Dataset entries:
________________
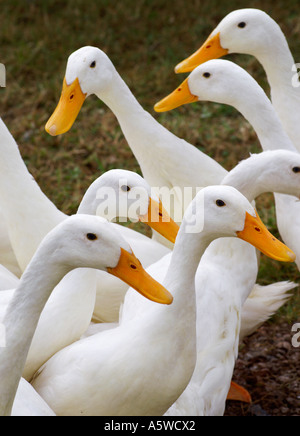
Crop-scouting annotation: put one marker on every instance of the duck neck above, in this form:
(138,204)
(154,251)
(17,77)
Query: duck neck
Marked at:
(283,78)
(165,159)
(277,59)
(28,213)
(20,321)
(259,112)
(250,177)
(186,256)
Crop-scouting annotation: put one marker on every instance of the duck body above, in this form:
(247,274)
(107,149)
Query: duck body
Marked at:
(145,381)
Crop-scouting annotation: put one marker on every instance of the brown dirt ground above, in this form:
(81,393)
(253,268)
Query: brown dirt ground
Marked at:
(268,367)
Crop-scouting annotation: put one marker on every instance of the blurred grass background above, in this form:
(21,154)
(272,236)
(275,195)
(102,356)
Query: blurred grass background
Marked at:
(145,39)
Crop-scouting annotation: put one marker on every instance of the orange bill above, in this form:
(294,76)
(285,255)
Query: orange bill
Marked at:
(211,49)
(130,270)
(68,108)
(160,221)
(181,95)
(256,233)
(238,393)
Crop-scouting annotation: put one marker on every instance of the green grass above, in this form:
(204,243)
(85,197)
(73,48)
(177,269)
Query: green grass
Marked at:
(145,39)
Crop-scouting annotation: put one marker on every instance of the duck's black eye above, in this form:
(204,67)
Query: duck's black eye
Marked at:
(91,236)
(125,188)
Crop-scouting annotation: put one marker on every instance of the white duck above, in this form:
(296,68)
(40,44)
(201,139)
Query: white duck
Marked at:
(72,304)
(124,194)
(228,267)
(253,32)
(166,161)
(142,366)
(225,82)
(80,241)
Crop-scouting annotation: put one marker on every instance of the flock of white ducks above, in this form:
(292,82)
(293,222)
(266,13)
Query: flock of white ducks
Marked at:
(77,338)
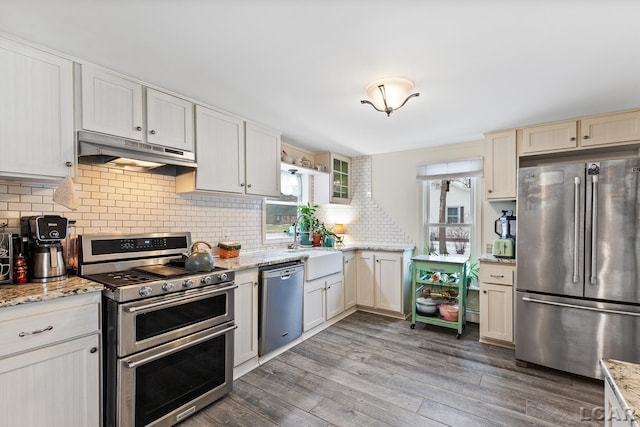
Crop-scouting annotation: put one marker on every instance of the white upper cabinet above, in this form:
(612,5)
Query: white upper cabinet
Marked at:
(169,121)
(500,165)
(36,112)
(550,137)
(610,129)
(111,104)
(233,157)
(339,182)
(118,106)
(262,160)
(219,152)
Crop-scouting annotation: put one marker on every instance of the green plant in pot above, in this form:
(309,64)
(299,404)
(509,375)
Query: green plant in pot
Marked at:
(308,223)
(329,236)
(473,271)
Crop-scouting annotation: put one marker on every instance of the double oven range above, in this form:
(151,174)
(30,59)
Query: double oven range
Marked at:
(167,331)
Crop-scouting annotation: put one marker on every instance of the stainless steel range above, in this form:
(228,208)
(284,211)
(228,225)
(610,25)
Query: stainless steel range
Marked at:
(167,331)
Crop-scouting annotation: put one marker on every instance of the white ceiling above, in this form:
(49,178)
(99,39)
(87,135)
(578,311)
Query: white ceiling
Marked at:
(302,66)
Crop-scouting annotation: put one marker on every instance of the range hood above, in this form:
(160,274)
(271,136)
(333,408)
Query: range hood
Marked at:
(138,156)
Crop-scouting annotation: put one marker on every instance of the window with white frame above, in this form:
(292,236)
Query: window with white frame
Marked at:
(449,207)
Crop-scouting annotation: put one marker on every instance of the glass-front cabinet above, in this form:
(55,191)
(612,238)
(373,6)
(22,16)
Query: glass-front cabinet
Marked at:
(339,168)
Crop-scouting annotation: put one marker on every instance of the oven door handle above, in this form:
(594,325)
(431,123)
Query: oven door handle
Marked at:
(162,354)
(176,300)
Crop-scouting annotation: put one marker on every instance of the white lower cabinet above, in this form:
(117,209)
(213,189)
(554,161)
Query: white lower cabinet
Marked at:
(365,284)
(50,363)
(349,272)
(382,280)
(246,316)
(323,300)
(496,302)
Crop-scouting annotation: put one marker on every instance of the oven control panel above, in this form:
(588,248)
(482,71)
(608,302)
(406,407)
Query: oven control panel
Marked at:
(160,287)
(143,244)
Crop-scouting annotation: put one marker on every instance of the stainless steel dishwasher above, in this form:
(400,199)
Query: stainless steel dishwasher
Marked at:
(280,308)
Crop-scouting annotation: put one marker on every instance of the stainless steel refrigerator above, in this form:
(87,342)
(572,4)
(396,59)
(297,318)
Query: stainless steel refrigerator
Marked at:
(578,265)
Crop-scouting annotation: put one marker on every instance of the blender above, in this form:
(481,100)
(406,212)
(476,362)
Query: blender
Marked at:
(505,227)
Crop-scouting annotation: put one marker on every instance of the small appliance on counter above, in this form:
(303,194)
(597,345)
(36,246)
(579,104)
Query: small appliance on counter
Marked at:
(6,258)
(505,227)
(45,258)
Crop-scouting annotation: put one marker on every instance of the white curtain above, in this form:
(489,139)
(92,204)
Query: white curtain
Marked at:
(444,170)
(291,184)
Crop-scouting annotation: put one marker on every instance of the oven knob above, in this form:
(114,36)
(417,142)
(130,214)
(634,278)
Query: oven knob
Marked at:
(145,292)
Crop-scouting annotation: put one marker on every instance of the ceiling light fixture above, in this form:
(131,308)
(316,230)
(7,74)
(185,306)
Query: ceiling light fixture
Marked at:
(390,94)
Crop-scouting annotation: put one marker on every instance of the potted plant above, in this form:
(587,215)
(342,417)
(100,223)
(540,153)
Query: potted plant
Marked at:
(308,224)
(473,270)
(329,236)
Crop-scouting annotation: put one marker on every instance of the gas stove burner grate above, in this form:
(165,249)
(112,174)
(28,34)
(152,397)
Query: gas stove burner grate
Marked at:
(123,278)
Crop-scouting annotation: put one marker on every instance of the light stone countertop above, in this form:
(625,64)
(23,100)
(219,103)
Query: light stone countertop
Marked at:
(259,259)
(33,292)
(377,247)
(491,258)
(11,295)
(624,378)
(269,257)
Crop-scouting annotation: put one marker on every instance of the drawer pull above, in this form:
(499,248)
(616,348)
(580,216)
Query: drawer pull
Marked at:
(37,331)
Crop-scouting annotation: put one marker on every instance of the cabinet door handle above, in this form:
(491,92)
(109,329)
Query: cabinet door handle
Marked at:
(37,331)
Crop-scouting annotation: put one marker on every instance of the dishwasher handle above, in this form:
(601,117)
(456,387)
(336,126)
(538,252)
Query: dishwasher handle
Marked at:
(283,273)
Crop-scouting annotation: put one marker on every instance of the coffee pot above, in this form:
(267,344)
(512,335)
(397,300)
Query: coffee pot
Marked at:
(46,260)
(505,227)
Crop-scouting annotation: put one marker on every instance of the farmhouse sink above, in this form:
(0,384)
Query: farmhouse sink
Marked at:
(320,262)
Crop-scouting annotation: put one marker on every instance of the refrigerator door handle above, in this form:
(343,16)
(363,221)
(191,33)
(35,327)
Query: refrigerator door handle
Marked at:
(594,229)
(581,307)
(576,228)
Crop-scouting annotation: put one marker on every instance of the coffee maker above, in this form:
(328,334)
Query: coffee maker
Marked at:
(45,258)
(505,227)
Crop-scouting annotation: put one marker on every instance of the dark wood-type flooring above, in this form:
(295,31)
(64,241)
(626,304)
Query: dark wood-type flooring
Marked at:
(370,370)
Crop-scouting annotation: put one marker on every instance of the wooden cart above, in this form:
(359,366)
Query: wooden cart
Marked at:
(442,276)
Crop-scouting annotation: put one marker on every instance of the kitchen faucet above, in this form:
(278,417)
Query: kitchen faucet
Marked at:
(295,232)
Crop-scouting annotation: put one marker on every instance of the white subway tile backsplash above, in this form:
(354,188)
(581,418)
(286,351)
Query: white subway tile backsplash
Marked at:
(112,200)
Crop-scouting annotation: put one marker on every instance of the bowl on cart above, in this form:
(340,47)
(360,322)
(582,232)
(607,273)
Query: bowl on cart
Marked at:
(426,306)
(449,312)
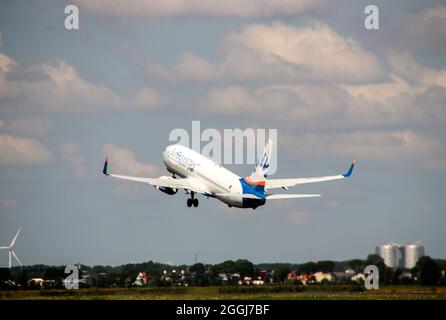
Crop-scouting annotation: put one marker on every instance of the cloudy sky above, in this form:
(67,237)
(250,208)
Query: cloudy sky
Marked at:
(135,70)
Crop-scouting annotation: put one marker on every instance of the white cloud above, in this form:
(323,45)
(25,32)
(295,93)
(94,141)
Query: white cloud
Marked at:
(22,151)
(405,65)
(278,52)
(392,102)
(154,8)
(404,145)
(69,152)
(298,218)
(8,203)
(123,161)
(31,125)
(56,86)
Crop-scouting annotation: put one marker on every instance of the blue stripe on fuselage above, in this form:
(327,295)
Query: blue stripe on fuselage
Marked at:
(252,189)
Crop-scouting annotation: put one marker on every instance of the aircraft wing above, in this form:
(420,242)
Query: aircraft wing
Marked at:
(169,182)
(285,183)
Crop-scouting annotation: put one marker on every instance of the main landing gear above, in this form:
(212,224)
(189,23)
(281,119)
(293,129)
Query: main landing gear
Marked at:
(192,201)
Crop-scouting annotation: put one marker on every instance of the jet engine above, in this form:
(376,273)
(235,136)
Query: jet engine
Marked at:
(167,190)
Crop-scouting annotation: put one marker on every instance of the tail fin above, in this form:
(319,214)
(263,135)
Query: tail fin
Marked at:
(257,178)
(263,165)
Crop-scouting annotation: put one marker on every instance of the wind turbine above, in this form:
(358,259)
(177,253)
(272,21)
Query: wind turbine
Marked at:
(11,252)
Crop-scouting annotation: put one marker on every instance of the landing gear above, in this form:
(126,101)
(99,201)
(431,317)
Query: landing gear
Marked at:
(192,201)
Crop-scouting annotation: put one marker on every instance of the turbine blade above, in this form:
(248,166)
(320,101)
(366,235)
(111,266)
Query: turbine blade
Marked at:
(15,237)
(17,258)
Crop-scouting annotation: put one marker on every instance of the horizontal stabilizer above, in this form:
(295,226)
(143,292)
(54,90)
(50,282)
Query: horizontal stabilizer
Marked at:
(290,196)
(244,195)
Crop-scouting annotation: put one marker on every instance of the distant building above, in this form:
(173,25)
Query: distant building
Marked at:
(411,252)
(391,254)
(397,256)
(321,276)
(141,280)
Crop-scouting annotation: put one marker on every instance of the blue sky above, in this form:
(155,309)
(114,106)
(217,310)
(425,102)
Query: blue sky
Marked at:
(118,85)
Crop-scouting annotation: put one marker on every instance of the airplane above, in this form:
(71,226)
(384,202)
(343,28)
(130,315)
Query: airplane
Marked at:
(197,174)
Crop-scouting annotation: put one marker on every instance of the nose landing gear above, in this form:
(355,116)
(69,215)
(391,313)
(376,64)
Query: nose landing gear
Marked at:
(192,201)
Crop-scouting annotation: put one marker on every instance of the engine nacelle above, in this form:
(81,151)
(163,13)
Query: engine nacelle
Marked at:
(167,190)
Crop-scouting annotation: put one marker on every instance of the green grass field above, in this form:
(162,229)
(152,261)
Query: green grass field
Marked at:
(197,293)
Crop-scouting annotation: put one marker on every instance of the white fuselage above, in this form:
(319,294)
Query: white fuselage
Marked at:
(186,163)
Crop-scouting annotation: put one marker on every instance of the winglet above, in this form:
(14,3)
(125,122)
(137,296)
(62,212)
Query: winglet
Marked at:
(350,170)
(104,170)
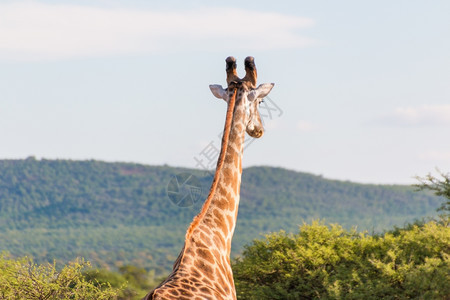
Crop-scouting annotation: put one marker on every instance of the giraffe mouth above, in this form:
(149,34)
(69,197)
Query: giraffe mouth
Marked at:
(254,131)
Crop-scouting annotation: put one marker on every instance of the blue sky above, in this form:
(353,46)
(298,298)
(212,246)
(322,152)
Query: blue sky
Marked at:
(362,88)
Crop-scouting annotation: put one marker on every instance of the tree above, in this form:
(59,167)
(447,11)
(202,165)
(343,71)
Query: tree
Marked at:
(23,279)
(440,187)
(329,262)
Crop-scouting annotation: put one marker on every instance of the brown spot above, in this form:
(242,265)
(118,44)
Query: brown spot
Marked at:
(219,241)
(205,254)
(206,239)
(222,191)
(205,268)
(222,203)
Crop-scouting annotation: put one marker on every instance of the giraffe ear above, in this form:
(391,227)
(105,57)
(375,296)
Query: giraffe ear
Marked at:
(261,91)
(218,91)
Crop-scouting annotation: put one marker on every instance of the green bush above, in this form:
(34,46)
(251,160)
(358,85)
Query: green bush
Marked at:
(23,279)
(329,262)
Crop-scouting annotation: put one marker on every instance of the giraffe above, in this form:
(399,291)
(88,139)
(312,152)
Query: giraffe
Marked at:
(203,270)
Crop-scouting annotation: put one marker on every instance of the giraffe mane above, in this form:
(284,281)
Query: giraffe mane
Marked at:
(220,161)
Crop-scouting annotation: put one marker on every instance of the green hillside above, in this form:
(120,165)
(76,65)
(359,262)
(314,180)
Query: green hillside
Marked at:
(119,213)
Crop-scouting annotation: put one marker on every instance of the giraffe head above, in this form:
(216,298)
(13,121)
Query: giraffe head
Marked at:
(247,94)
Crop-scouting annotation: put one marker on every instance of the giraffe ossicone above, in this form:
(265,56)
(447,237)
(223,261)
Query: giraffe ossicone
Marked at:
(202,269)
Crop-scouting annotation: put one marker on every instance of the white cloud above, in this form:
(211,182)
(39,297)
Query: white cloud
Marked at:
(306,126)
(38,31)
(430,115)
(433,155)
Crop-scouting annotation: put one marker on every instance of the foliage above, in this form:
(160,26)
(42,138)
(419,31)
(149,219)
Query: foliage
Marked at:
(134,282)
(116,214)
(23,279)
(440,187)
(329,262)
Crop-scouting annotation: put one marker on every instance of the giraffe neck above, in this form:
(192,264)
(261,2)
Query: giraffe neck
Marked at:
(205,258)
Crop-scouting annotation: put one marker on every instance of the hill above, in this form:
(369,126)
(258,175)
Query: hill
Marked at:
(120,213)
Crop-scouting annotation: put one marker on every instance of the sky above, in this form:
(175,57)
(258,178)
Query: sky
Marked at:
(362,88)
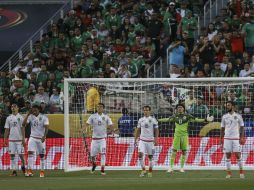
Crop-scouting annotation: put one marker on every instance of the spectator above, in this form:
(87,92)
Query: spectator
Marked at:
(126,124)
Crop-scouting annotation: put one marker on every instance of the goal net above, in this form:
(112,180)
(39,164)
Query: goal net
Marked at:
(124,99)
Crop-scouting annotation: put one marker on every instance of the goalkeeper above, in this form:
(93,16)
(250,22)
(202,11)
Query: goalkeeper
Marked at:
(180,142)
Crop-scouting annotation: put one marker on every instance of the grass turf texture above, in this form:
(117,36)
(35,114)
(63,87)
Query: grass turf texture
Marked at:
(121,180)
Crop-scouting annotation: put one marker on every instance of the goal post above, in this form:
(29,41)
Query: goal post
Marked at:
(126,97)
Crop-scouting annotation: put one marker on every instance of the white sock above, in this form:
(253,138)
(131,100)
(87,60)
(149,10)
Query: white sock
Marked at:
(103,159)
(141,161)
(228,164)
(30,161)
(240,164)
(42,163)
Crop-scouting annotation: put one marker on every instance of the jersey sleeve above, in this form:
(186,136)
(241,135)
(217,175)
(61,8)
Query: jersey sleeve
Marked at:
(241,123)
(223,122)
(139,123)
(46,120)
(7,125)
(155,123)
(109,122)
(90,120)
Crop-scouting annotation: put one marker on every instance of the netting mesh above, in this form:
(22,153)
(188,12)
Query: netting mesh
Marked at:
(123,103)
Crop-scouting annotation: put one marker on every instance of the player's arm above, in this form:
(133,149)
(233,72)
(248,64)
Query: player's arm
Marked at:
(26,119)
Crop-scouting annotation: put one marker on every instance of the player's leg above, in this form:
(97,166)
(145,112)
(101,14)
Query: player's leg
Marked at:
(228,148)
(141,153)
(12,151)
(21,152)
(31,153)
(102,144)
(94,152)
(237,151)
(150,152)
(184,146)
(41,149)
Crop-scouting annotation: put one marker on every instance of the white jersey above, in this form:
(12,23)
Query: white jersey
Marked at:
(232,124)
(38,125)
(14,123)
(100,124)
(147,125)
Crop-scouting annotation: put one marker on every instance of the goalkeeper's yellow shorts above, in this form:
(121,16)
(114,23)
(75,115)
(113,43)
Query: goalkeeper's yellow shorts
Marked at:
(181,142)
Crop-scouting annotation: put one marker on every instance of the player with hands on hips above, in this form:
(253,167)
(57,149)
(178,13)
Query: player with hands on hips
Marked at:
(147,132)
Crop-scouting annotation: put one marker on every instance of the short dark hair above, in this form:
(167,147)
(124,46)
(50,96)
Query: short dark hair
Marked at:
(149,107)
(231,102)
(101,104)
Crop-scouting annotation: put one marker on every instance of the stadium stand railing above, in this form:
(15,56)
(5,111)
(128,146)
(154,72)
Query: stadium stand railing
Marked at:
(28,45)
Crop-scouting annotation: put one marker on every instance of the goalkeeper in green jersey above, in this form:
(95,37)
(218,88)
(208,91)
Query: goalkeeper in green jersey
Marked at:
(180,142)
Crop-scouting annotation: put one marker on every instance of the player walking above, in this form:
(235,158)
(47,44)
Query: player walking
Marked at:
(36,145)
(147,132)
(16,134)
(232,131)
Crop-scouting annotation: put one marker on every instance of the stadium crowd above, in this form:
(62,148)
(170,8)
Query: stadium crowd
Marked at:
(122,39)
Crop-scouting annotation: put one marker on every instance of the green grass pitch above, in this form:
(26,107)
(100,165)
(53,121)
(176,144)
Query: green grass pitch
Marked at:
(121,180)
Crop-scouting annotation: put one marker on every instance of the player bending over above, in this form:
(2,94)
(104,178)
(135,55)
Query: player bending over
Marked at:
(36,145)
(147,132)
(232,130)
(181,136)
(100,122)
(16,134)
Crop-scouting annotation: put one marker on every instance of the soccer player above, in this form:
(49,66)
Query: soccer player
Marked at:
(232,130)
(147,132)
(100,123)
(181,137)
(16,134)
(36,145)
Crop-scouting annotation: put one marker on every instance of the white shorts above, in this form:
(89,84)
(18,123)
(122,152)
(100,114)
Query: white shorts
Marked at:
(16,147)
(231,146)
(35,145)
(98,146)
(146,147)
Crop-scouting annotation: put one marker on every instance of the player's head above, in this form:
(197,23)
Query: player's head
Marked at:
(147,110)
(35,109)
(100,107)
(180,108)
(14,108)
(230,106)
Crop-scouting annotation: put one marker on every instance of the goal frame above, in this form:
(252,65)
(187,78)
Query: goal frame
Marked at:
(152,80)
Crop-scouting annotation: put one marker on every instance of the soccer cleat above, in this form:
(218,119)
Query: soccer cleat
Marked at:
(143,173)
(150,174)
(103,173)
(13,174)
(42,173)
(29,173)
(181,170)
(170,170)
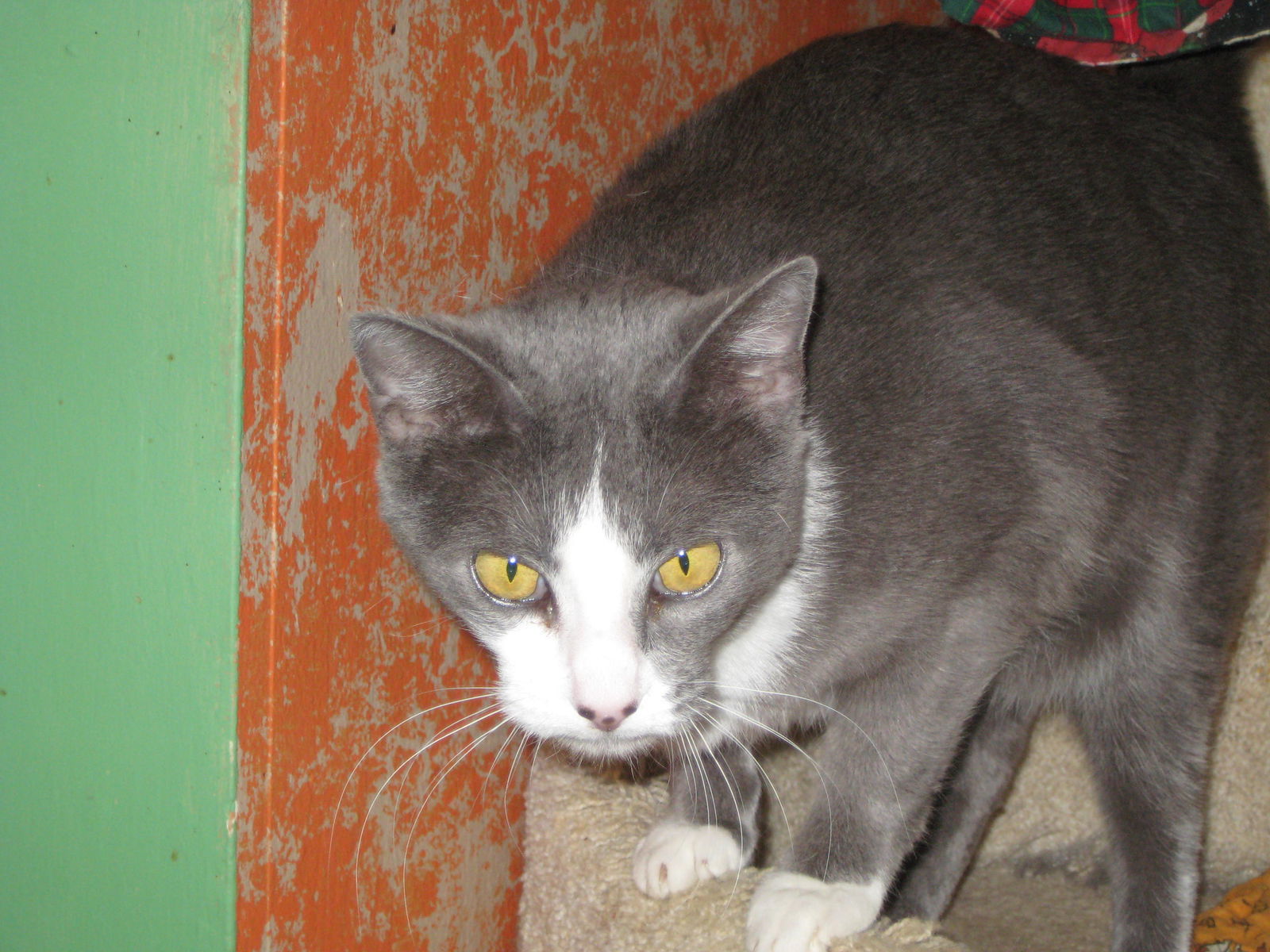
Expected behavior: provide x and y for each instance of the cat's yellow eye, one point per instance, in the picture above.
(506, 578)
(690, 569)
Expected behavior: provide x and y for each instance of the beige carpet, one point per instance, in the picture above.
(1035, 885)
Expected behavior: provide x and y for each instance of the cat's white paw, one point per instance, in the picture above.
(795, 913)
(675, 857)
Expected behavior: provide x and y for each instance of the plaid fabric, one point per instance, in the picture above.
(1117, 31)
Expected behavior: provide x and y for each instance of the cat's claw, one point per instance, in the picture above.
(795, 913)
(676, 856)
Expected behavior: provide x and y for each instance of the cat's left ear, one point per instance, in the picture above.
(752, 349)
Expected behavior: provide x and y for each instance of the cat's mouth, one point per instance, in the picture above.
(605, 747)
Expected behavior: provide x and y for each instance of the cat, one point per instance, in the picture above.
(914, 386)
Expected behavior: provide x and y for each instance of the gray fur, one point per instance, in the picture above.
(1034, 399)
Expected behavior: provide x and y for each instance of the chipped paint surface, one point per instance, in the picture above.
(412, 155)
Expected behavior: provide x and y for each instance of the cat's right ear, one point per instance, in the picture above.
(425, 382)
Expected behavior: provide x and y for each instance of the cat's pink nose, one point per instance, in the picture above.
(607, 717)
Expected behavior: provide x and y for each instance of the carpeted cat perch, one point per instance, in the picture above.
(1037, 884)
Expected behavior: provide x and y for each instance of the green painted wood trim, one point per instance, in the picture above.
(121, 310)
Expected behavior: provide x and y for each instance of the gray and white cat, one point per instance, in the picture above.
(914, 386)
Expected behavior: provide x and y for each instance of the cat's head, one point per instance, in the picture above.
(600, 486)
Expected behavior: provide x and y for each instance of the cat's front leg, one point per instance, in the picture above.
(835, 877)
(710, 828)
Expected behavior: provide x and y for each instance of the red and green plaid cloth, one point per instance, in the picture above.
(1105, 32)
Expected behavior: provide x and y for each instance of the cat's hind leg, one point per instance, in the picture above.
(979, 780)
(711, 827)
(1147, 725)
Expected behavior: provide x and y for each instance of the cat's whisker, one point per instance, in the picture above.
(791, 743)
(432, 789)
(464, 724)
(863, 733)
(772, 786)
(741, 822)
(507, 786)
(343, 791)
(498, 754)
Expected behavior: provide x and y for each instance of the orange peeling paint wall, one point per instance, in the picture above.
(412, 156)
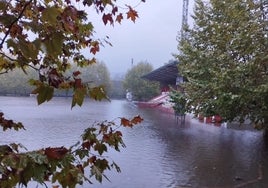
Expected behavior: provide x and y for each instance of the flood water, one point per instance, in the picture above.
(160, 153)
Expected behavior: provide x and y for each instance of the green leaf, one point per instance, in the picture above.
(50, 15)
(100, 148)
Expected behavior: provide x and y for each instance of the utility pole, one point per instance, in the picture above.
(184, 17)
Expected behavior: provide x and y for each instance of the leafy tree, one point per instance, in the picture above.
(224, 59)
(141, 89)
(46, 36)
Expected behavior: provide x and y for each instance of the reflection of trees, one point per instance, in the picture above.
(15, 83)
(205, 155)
________________
WORK TO BE COMPLETED:
Show every line from the entries above in which "frame" appears.

ANSWER BOX:
Crop-scouting annotation: put one marker on every instance of the window with white frame above, in this form:
Query: window with white frame
Crop-scouting annotation: put one marker on every instance of the goal frame above, in this form:
Query: goal frame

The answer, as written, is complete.